## What the exercise asks:
Could you update the blog post's passage starting at "I've been watching" and ending at "difference. Good stuff.", swapping "cop shows" for "police dramas"?

#### Document text ####

The boys have grown since I last measured them in May! Like a half-inch for B2, and a quarter-inch for B1!

B1: 4'6.5"
B2: 3'7.5"

They're growing and growing!

Whew (2)

Yesterday's diatribe was my 400th post on this particular blog. Just carrying a lot of emotional pain, alas. I roll with most everything in life, but there are a few things that are just too painful to roll with, and he's one of those things. I swear, the past couple of years have been packed with emotional pain! Good timing! It can only get better, I think. Move forward, onward, upward. That kinda thing. Try to stay productive, get writing done, get Exene the hell out of my mix (the dire economy of 2008-09, the Great Recession, really, really made those years dreadful), and find the fun and the happy. Get my own little place, move forward. I have discovered that I can handle a lot of emotional pain and remain functional; something I didn't realize I had that in me.

I've been watching Season 1 of "The Wire" -- good show. I don't generally like cop shows, but it's entertaining. HBO typically has it sewn up, those dramas. The absence of ad breaks and the ability to follow stories from episode to episode (versus having it wrap up in an hour), it makes a big difference. Good stuff.

Monday, June 7, 2010

Whew

Man. Blogger was down and I was unable to blog for about 24 hours. Not sure what that was about.

#### Records shown ####

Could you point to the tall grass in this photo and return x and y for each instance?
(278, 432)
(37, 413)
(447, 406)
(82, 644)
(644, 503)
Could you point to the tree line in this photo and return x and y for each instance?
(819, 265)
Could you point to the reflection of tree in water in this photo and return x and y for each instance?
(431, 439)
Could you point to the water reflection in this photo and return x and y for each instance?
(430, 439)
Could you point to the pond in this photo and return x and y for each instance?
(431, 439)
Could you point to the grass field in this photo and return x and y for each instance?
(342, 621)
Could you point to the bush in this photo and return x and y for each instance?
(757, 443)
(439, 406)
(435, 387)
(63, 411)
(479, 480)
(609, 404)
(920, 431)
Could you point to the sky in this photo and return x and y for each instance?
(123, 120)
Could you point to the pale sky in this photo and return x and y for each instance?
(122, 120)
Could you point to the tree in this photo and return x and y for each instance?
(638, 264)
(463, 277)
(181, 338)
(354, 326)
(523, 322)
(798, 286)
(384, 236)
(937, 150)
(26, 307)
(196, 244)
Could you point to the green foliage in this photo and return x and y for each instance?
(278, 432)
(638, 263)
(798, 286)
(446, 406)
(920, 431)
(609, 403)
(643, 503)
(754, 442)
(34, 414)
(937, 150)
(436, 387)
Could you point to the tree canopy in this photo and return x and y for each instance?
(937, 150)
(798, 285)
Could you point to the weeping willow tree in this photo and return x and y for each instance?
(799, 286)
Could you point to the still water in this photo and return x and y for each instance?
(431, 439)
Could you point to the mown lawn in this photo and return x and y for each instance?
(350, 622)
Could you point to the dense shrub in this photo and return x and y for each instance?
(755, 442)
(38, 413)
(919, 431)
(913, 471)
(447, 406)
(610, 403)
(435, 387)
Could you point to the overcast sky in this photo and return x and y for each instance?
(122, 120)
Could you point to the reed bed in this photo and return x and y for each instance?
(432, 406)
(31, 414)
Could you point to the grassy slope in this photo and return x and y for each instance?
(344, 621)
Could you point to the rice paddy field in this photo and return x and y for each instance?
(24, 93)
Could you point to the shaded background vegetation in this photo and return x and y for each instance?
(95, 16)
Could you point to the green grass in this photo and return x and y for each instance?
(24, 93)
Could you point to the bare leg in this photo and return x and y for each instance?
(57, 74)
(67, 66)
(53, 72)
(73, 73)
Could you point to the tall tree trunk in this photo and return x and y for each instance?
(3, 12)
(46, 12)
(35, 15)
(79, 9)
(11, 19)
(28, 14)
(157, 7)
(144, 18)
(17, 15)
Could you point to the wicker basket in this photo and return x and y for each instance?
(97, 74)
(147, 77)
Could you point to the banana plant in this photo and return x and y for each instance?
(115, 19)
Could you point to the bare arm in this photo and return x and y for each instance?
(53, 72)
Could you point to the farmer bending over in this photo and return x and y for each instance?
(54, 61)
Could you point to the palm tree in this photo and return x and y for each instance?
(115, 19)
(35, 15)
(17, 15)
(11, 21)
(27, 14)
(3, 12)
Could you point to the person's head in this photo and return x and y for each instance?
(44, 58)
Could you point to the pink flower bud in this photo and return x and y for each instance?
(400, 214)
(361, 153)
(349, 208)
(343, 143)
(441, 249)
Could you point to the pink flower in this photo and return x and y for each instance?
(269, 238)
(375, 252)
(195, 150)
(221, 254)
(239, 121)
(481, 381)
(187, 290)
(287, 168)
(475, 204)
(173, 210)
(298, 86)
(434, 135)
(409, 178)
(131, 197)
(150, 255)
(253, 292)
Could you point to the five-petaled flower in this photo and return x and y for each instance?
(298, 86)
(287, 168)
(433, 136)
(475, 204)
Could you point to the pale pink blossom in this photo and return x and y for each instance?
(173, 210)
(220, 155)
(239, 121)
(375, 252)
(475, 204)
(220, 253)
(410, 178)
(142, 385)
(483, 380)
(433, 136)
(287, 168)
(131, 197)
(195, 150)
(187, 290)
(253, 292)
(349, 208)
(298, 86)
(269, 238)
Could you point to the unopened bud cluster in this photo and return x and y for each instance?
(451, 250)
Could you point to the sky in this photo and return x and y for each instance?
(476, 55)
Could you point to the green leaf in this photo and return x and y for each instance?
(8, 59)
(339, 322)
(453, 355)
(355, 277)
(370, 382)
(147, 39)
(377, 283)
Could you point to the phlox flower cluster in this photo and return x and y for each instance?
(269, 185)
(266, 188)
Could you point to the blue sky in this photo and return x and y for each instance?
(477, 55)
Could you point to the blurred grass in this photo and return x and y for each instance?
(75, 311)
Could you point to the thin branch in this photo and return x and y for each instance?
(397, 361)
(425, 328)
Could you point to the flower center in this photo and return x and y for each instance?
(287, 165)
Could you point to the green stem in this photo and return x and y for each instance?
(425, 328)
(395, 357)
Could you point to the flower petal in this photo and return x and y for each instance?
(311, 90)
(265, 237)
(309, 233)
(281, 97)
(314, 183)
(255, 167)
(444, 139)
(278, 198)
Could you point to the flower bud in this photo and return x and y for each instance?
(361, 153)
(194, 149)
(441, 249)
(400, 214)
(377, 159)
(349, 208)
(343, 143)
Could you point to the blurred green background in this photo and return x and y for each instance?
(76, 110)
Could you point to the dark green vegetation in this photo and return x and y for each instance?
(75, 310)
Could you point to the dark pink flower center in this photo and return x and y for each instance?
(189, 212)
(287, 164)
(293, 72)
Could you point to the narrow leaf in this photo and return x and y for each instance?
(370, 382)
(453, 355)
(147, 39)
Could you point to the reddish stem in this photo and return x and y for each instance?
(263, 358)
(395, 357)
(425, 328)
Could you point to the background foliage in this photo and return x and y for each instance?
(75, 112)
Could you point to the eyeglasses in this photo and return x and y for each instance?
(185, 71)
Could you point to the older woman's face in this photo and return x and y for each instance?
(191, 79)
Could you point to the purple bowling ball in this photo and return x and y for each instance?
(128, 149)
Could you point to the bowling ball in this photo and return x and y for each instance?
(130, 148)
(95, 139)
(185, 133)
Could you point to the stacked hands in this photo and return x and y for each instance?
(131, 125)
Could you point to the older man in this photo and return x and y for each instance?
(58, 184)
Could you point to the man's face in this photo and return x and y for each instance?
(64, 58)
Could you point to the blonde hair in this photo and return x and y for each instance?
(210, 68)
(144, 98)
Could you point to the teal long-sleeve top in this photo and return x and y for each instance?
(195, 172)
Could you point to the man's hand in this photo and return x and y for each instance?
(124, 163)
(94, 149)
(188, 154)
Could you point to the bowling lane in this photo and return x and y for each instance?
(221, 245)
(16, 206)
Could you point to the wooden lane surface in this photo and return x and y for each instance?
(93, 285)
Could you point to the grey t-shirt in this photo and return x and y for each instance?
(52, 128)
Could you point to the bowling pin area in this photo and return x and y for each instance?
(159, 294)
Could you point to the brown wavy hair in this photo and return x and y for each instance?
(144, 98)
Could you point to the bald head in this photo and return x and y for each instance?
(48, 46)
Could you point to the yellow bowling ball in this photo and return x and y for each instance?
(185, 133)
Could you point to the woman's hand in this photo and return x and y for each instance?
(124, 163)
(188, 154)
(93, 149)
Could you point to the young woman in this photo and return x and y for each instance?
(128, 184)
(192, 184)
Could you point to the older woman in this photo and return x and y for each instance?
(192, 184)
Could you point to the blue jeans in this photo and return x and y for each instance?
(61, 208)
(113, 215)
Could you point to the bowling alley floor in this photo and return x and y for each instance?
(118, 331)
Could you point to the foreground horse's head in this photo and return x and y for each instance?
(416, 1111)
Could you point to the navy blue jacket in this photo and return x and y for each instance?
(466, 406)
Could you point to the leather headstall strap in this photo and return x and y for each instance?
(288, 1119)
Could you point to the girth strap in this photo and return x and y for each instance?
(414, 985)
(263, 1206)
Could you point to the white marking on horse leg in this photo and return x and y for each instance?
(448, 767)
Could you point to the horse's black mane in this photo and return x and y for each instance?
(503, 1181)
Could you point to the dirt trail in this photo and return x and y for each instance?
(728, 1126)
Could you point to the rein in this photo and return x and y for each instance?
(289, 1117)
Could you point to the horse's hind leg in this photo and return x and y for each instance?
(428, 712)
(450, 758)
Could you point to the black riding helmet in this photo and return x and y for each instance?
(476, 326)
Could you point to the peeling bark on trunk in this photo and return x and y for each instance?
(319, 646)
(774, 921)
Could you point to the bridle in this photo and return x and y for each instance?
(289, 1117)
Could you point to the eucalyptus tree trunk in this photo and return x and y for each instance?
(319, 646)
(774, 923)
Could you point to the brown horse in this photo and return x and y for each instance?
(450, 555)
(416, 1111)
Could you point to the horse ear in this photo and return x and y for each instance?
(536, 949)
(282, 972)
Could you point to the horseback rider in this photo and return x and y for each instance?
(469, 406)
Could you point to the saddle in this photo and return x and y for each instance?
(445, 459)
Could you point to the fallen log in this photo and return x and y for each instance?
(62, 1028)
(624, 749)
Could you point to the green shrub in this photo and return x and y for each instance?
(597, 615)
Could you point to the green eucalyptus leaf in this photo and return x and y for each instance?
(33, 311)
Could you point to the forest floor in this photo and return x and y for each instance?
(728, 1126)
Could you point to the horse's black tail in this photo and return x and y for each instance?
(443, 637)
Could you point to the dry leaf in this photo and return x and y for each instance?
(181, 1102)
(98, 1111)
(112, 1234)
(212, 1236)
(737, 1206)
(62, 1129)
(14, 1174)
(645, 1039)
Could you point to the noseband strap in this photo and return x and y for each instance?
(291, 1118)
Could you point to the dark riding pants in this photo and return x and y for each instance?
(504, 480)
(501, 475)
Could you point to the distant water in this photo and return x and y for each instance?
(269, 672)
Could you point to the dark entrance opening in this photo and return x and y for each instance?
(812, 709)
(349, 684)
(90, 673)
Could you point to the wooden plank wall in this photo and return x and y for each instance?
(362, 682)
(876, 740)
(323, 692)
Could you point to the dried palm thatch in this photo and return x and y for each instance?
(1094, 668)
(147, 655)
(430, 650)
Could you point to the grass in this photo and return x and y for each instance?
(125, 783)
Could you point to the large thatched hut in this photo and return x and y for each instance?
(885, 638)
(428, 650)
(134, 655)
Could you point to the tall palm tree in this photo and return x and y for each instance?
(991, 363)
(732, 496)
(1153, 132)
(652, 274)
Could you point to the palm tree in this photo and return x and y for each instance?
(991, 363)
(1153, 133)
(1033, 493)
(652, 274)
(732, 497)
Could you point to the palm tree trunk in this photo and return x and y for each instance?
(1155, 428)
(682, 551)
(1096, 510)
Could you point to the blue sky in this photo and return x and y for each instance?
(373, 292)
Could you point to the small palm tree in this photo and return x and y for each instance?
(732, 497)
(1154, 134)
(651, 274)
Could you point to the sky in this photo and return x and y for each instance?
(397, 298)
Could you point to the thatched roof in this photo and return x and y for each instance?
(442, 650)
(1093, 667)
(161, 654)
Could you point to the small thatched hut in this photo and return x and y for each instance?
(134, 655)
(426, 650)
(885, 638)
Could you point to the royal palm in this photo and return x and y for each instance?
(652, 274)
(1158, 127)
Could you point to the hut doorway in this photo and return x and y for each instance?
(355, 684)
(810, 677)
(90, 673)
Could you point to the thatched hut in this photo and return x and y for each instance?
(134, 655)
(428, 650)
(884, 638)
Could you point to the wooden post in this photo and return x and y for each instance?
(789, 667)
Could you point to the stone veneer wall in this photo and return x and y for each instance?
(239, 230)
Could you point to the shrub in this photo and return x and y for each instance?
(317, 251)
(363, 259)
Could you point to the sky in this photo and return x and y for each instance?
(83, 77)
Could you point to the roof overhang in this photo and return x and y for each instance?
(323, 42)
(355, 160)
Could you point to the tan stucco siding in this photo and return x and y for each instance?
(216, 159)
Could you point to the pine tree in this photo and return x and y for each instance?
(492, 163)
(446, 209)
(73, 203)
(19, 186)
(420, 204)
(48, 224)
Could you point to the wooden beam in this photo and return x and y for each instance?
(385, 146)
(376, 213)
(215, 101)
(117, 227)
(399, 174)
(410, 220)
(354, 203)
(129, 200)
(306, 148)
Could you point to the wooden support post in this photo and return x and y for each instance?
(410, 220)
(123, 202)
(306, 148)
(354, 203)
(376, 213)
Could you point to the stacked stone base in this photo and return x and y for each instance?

####

## Written solution:
I've been watching Season 1 of "The Wire" -- good show. I don't generally like police dramas, but it's entertaining. HBO typically has it sewn up, those dramas. The absence of ad breaks and the ability to follow stories from episode to episode (versus having it wrap up in an hour), it makes a big difference. Good stuff.